▸ Problem requirements: Everything from the first line of the material to the line containing "Would you kindly pick out the gravel", inclusive, must be given again exactly; no pictures, and nothing past that line.
......
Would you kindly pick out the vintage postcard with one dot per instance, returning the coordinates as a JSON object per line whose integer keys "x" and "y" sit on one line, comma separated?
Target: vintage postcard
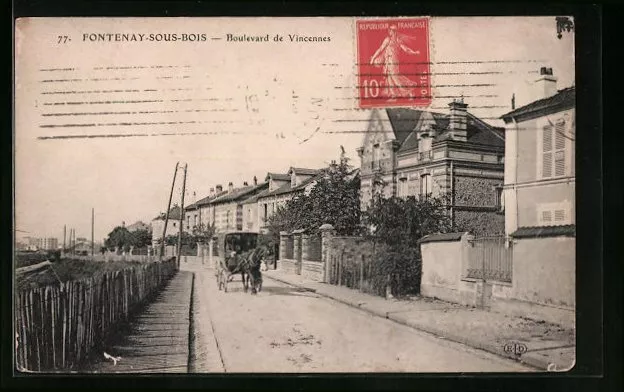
{"x": 294, "y": 195}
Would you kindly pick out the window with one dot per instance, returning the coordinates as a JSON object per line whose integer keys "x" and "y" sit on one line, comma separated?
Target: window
{"x": 402, "y": 187}
{"x": 375, "y": 163}
{"x": 553, "y": 214}
{"x": 425, "y": 185}
{"x": 500, "y": 198}
{"x": 554, "y": 150}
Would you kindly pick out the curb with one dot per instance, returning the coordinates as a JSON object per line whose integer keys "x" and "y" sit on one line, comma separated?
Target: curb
{"x": 529, "y": 360}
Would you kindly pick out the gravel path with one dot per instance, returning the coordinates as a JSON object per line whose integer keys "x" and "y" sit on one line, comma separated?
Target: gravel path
{"x": 285, "y": 329}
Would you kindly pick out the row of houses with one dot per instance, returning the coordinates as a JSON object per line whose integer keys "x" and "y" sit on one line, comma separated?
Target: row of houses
{"x": 245, "y": 208}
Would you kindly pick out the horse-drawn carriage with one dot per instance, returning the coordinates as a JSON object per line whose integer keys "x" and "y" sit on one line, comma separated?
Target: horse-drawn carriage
{"x": 241, "y": 254}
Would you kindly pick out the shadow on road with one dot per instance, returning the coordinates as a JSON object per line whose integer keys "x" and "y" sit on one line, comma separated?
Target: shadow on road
{"x": 289, "y": 291}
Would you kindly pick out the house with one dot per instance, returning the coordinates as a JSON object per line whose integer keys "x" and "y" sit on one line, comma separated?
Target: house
{"x": 409, "y": 152}
{"x": 158, "y": 224}
{"x": 223, "y": 208}
{"x": 228, "y": 208}
{"x": 202, "y": 212}
{"x": 139, "y": 225}
{"x": 539, "y": 195}
{"x": 281, "y": 188}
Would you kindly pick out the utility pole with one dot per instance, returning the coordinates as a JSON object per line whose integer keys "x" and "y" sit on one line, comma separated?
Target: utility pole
{"x": 162, "y": 246}
{"x": 181, "y": 216}
{"x": 92, "y": 228}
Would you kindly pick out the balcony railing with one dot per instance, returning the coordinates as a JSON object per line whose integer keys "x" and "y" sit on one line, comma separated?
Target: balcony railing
{"x": 425, "y": 155}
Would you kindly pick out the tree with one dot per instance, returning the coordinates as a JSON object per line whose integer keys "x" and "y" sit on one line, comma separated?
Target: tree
{"x": 402, "y": 222}
{"x": 120, "y": 237}
{"x": 334, "y": 199}
{"x": 396, "y": 225}
{"x": 140, "y": 238}
{"x": 203, "y": 233}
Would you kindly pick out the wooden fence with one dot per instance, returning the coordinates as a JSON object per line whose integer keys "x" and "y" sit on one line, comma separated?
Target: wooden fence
{"x": 57, "y": 326}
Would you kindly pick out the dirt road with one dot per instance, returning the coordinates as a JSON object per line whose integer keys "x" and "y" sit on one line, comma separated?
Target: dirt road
{"x": 285, "y": 329}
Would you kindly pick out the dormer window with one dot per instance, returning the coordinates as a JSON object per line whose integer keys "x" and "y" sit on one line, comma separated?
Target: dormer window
{"x": 376, "y": 156}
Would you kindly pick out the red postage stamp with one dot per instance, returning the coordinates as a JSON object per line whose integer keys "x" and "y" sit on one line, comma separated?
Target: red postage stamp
{"x": 393, "y": 62}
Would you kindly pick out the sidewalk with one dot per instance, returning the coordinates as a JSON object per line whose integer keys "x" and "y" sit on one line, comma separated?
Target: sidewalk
{"x": 548, "y": 346}
{"x": 157, "y": 339}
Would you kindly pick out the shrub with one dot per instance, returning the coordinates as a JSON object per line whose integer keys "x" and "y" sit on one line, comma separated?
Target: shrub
{"x": 397, "y": 267}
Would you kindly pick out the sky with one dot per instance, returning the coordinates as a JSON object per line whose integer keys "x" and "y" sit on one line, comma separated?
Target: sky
{"x": 229, "y": 110}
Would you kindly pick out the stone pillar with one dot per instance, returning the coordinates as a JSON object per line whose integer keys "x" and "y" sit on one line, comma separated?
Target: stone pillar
{"x": 327, "y": 232}
{"x": 283, "y": 244}
{"x": 210, "y": 252}
{"x": 297, "y": 251}
{"x": 305, "y": 246}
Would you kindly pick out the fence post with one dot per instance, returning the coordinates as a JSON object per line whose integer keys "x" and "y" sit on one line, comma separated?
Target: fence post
{"x": 305, "y": 246}
{"x": 297, "y": 250}
{"x": 327, "y": 232}
{"x": 283, "y": 244}
{"x": 210, "y": 252}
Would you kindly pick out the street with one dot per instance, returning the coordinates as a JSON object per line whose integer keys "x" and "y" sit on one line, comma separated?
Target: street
{"x": 286, "y": 329}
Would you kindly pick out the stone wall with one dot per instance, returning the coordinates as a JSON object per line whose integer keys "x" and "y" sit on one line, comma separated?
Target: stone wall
{"x": 313, "y": 270}
{"x": 479, "y": 222}
{"x": 533, "y": 292}
{"x": 475, "y": 191}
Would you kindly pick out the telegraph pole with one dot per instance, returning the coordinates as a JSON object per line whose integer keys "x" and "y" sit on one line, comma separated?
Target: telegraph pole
{"x": 181, "y": 216}
{"x": 92, "y": 227}
{"x": 162, "y": 246}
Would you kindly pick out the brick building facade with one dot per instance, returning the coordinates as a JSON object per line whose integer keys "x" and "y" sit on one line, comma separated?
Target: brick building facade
{"x": 409, "y": 152}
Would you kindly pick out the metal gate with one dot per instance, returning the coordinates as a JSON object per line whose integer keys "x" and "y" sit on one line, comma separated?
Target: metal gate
{"x": 490, "y": 259}
{"x": 351, "y": 272}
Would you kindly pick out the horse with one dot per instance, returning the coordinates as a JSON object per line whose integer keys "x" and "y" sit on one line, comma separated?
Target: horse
{"x": 236, "y": 264}
{"x": 252, "y": 264}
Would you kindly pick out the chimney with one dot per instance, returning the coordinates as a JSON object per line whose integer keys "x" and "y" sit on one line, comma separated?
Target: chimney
{"x": 546, "y": 85}
{"x": 458, "y": 120}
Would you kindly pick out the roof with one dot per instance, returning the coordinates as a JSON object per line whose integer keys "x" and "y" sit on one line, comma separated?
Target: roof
{"x": 287, "y": 188}
{"x": 564, "y": 99}
{"x": 405, "y": 122}
{"x": 545, "y": 231}
{"x": 278, "y": 176}
{"x": 208, "y": 199}
{"x": 441, "y": 237}
{"x": 137, "y": 225}
{"x": 304, "y": 171}
{"x": 174, "y": 213}
{"x": 238, "y": 193}
{"x": 255, "y": 198}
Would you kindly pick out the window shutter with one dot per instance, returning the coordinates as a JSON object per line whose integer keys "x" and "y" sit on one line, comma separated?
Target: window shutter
{"x": 560, "y": 168}
{"x": 546, "y": 216}
{"x": 547, "y": 151}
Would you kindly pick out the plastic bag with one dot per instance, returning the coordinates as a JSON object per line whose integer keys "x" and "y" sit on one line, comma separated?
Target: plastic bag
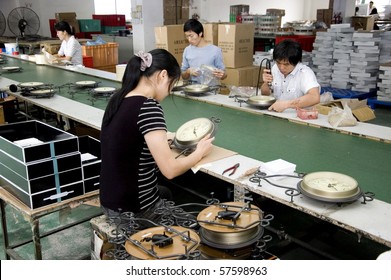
{"x": 341, "y": 117}
{"x": 98, "y": 41}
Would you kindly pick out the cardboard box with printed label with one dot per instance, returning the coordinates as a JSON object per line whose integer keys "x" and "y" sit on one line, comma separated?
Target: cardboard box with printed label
{"x": 236, "y": 41}
{"x": 361, "y": 111}
{"x": 171, "y": 38}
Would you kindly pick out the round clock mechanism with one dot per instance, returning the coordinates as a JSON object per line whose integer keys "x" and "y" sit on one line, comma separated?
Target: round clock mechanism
{"x": 190, "y": 133}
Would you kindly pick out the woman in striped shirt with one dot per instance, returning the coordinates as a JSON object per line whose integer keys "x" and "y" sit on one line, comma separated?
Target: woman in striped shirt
{"x": 134, "y": 141}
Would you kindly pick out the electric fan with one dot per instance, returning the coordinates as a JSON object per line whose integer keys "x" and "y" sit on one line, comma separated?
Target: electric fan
{"x": 23, "y": 21}
{"x": 2, "y": 23}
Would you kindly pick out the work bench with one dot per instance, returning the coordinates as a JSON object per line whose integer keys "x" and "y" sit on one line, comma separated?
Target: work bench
{"x": 257, "y": 136}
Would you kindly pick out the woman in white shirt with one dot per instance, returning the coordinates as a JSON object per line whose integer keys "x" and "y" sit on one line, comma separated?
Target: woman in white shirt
{"x": 70, "y": 48}
{"x": 294, "y": 84}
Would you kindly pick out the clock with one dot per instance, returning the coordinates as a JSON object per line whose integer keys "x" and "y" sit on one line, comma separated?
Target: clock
{"x": 330, "y": 187}
{"x": 191, "y": 132}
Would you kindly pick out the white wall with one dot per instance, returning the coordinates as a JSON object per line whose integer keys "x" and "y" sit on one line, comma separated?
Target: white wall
{"x": 210, "y": 10}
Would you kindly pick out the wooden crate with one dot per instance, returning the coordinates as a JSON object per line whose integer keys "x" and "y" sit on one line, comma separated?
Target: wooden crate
{"x": 363, "y": 22}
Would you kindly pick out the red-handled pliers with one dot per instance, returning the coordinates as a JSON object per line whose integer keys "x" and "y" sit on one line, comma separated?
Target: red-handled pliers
{"x": 233, "y": 168}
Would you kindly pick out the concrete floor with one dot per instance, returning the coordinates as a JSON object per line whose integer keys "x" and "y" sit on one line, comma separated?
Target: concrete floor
{"x": 327, "y": 242}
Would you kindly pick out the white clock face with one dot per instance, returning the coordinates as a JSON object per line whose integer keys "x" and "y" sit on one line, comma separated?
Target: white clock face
{"x": 194, "y": 130}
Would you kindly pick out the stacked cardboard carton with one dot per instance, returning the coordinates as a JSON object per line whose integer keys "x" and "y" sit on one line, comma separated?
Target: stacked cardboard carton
{"x": 236, "y": 41}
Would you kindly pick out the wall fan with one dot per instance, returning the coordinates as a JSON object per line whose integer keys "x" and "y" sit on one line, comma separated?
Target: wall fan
{"x": 23, "y": 21}
{"x": 2, "y": 23}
......
▸ Expected answer:
Would you kindly pick out the vintage postcard with one dot per instance, returning the coordinates as a JSON object per line whose integer keys "x" and "y" sit on one line, comma separated?
Target: vintage postcard
{"x": 294, "y": 195}
Would you kindly pick out the window with one dot per instance, returning the coordinates as a JSON object per line whose integer keys "x" and "y" sit on one line, comma separated?
Target: window
{"x": 402, "y": 187}
{"x": 375, "y": 163}
{"x": 553, "y": 214}
{"x": 425, "y": 185}
{"x": 500, "y": 198}
{"x": 554, "y": 150}
Would you kindly pick out the curb with one dot per instance, returning the coordinates as a JSON object per line whose integer keys "x" and "y" sit on one line, comma separated?
Target: curb
{"x": 529, "y": 360}
Would you kindly pick out the gravel path with one dot per instance, returning the coordinates as a JSON object per line whose integer keys "x" and "y" sit on one line, comma separated?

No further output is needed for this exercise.